- Stored data -
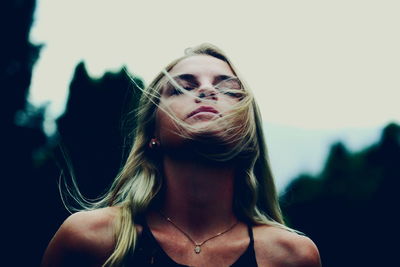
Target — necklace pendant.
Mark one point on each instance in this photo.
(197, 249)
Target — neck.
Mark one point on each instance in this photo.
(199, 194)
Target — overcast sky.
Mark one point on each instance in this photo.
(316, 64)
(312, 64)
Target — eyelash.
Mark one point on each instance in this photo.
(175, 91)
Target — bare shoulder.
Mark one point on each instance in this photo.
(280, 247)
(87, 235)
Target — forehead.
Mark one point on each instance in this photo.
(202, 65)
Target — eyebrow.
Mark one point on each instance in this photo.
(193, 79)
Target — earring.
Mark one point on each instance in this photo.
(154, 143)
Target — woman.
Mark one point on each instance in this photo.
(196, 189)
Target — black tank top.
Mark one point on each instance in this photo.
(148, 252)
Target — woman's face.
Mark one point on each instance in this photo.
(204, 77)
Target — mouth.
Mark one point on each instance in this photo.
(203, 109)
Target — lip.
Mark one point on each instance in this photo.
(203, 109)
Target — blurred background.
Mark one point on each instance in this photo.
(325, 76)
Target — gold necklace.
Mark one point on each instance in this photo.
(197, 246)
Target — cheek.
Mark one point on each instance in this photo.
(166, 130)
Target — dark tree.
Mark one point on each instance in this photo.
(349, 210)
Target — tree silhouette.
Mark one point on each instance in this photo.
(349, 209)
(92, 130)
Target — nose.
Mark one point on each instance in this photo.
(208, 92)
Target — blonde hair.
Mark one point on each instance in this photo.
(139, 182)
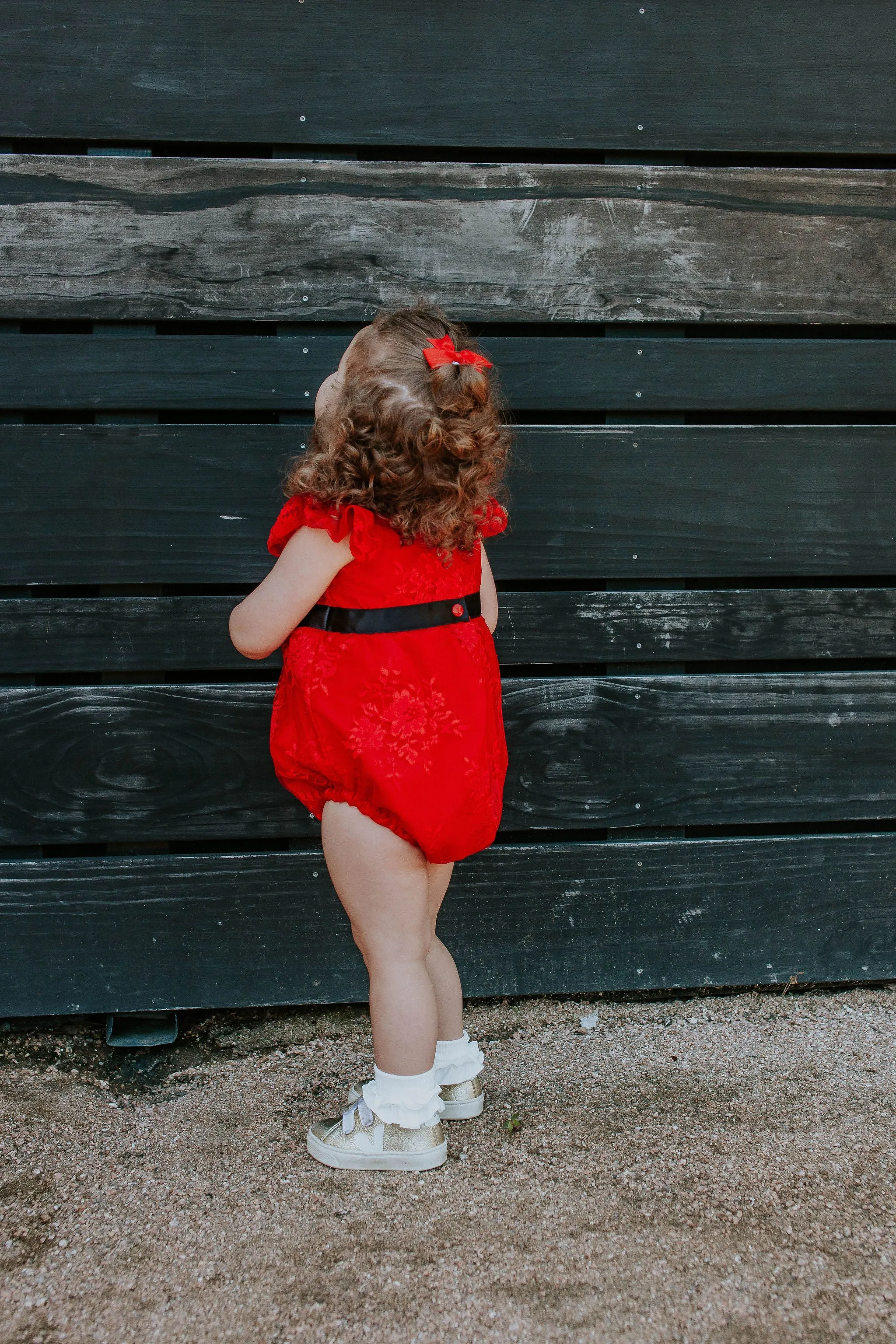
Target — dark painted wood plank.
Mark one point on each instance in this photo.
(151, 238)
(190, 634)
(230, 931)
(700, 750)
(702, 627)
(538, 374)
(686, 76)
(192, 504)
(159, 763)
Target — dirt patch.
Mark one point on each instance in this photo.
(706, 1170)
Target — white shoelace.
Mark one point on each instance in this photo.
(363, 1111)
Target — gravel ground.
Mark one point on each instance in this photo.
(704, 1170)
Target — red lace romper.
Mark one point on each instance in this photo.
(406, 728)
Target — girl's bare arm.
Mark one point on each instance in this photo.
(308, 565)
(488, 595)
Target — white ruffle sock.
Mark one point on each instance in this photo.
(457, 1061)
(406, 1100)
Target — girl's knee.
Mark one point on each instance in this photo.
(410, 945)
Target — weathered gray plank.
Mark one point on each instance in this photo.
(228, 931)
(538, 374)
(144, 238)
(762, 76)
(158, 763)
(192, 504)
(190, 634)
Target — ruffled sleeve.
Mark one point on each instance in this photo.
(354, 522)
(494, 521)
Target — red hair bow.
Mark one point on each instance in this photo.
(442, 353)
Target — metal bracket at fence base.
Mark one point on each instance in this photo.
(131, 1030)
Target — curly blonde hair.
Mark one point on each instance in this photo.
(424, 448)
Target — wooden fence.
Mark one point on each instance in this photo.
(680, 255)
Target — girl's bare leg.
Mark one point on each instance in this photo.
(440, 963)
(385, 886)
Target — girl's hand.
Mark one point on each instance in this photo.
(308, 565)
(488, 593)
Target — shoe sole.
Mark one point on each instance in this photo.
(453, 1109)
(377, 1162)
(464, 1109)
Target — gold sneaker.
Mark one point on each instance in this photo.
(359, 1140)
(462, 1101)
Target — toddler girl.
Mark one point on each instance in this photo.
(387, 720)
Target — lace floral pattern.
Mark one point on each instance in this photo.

- What you have to do -
All lines above from the one containing "Target — white ruffle sock." to the one containing "Target — girl's bare leg." must be repeated exactly, both lines included, and no others.

- Answer to the exercise -
Target — white ruffle sock.
Mark one point on each instance in this photo.
(457, 1061)
(406, 1100)
Target — girl's knee.
Mark one point on each instance in this photo.
(410, 945)
Target — weathered gray plank.
Mark one point on each instance in this photo.
(228, 931)
(538, 374)
(144, 238)
(762, 76)
(158, 763)
(192, 504)
(190, 634)
Target — ruffled sleeve.
Mark one point on each instance in this photo.
(354, 522)
(494, 521)
Target — red hair bow.
Mark one point on each instance in this photo.
(442, 353)
Target — metal bracket at fence base.
Mark one point on each instance in this photo.
(131, 1030)
Target — curly blonde hair.
Mark one point on each instance in this photo.
(424, 448)
Target — wooden fence.
Mark one point on each instance in this photo.
(680, 255)
Target — girl's bare leg.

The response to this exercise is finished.